══ Information provided

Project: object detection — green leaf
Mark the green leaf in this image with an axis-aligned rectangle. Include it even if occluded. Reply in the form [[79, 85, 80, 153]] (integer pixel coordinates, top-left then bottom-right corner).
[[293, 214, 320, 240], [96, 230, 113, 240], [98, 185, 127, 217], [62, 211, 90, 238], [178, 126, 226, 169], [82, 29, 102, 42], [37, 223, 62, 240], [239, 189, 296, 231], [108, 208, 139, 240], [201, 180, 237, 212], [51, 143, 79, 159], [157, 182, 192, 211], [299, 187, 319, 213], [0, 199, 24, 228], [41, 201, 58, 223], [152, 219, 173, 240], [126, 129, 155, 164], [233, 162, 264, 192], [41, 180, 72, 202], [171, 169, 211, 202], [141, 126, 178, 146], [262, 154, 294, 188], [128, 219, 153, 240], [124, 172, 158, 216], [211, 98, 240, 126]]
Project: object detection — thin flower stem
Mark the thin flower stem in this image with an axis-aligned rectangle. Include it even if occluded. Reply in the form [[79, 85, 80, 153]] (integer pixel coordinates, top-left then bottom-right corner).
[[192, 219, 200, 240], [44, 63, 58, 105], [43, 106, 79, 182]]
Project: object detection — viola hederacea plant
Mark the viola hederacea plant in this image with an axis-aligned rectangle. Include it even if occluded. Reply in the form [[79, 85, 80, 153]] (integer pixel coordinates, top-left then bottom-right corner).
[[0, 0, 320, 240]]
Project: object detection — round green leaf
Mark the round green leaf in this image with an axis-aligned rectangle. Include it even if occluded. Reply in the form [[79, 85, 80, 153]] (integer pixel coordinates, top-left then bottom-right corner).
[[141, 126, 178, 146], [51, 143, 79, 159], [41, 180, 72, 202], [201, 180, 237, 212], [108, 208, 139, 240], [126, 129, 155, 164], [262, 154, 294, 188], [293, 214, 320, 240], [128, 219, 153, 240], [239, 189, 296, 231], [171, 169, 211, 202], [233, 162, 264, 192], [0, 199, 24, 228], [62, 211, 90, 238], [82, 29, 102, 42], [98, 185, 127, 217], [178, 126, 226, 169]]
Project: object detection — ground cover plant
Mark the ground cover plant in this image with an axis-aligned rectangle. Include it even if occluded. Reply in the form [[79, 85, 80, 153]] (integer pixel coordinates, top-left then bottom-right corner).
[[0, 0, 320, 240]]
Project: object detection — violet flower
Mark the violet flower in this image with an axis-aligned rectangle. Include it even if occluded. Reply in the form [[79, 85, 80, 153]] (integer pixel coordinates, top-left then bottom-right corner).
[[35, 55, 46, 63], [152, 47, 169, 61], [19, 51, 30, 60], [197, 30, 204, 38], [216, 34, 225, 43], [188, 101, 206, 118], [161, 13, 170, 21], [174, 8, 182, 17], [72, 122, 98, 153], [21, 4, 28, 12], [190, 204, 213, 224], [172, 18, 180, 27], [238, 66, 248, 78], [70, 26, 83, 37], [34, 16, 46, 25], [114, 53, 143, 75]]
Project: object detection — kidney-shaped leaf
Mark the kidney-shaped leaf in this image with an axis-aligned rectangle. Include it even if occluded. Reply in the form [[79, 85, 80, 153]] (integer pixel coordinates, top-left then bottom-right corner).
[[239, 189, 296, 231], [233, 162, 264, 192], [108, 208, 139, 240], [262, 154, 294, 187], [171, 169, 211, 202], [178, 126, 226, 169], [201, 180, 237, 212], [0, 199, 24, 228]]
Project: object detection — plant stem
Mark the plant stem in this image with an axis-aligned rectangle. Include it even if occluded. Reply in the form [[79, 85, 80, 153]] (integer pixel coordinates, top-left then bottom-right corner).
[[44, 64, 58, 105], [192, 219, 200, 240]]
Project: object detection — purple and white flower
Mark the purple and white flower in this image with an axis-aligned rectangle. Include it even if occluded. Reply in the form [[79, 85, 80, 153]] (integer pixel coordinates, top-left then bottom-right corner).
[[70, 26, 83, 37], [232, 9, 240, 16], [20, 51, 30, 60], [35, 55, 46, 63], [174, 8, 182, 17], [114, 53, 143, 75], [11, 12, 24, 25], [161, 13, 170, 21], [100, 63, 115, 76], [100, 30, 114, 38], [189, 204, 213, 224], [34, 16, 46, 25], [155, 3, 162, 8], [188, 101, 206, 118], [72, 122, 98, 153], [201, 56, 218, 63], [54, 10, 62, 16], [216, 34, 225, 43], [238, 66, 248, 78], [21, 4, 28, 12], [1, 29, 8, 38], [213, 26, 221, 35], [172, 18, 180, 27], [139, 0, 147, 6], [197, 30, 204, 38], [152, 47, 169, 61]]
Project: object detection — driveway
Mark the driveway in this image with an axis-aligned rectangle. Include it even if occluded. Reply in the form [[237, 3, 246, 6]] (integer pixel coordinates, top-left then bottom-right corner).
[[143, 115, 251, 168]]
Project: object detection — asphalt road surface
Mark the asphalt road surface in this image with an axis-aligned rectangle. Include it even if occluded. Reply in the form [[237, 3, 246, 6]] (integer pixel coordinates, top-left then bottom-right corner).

════

* [Directive]:
Reproduce every item above word for word, with no changes.

* [Written answer]:
Project: object detection — green leaf
Mark the green leaf in this image with an axis-aligned rectangle. Include it even if occluded. Reply in the form [[79, 85, 80, 153]] (integer pixel coordinates, top-left then bottom-right corner).
[[293, 214, 320, 240], [96, 230, 113, 240], [98, 185, 127, 217], [62, 211, 90, 238], [178, 126, 226, 169], [82, 29, 102, 42], [37, 223, 62, 240], [239, 189, 296, 231], [108, 208, 139, 240], [201, 180, 237, 212], [51, 143, 79, 159], [157, 182, 192, 211], [299, 187, 319, 213], [0, 199, 24, 228], [41, 201, 58, 223], [152, 219, 173, 240], [126, 129, 155, 164], [233, 162, 264, 192], [41, 180, 72, 202], [171, 169, 211, 202], [141, 126, 178, 146], [262, 154, 294, 188], [128, 219, 153, 240], [124, 172, 158, 216], [211, 98, 240, 126]]
Project: object detection — thin flower stem
Mark the thin flower stem in this image with an axis-aligned rectangle. Include it even if occluded. Reply in the form [[79, 85, 80, 153]] (integer pixel coordinates, top-left then bottom-right corner).
[[192, 219, 200, 240], [44, 63, 58, 105], [43, 106, 79, 182]]
Project: object detection — viola hederacea plant
Mark the viola hederacea plant in this image with an axis-aligned rectangle. Include it even if occluded. Reply in the form [[79, 85, 80, 153]] (integer pixel coordinates, top-left then bottom-right corner).
[[0, 0, 320, 240]]
Project: object detection — round green leaf
Mark the round green leaf in this image with an axis-aligned rectangle. Include it even if occluded. Reply in the form [[79, 85, 80, 153]] (integer pixel coordinates, top-left then bottom-right corner).
[[141, 126, 178, 146], [51, 143, 79, 159], [41, 180, 72, 202], [201, 180, 237, 212], [108, 208, 139, 240], [126, 129, 155, 164], [262, 154, 294, 188], [293, 214, 320, 240], [128, 219, 153, 240], [239, 189, 296, 231], [171, 169, 211, 202], [233, 162, 264, 192], [0, 199, 24, 228], [62, 211, 90, 238], [82, 29, 102, 42], [98, 185, 127, 217], [178, 126, 226, 169]]
Project: object detection — ground cover plant
Mark the ground cover plant in this image with an axis-aligned rectangle. Include it even if occluded. Reply in the form [[79, 85, 80, 153]] (integer pixel coordinates, top-left then bottom-right corner).
[[0, 0, 320, 240]]
Project: object detection — violet flower
Mark the violet flower in this image with an axis-aligned rectangle. Include it even if occluded. Reply in the form [[79, 85, 80, 153]] (integer pixel coordinates, top-left then bottom-right corner).
[[35, 55, 46, 63], [152, 47, 169, 61], [19, 51, 30, 60], [197, 30, 204, 38], [216, 34, 225, 43], [188, 101, 206, 118], [161, 13, 170, 21], [174, 8, 182, 17], [72, 122, 98, 153], [21, 4, 28, 12], [190, 204, 213, 224], [172, 18, 180, 27], [238, 66, 248, 78], [70, 26, 83, 37], [34, 16, 46, 25], [114, 53, 143, 75]]
Project: object detection — kidney-shaped leaf
Mark the kidney-shaped leaf in this image with an axis-aligned rectangle. Include it even if occluded. Reply in the form [[79, 85, 80, 153]] (integer pixel coordinates, top-left then bottom-right corner).
[[239, 189, 296, 231], [233, 162, 264, 192], [108, 208, 139, 240], [262, 154, 294, 187], [171, 169, 211, 202], [178, 126, 226, 169], [201, 180, 237, 212], [0, 199, 24, 228]]
Project: object detection — plant stem
Mark the plant stem in this image with an axis-aligned rectangle. Include it even if occluded. Reply in the form [[79, 85, 80, 153]] (integer pixel coordinates, top-left then bottom-right corner).
[[44, 64, 58, 105], [192, 219, 200, 240]]
Project: object detection — purple and white flower
Mark the purple and white flower in this image with an axis-aligned rectangle. Include it even if occluded. Reply in the form [[79, 85, 80, 153]] (integer pixel coordinates, top-left then bottom-right corner).
[[70, 26, 83, 37], [232, 9, 240, 16], [20, 51, 30, 60], [35, 55, 46, 63], [174, 8, 182, 17], [114, 53, 143, 75], [11, 12, 24, 25], [161, 13, 170, 21], [100, 63, 115, 76], [100, 30, 114, 38], [189, 204, 213, 224], [34, 16, 46, 25], [155, 3, 162, 8], [188, 101, 206, 118], [72, 122, 98, 153], [201, 56, 218, 63], [54, 10, 62, 16], [216, 34, 225, 43], [238, 66, 248, 78], [21, 4, 28, 12], [1, 29, 8, 38], [213, 26, 221, 35], [172, 18, 180, 27], [139, 0, 147, 6], [197, 30, 204, 38], [152, 47, 169, 61]]
Project: object detection — driveway
Mark the driveway in this image with an axis-aligned rectangle. Include it even if occluded. Reply in the form [[237, 3, 246, 6]] (integer pixel coordinates, top-left then bottom-right corner).
[[143, 115, 251, 168]]
Project: object detection — asphalt road surface
Mark the asphalt road surface in this image with an axis-aligned rectangle. Include it even if occluded. Reply in the form [[237, 3, 246, 6]] (integer pixel coordinates, top-left then bottom-right corner).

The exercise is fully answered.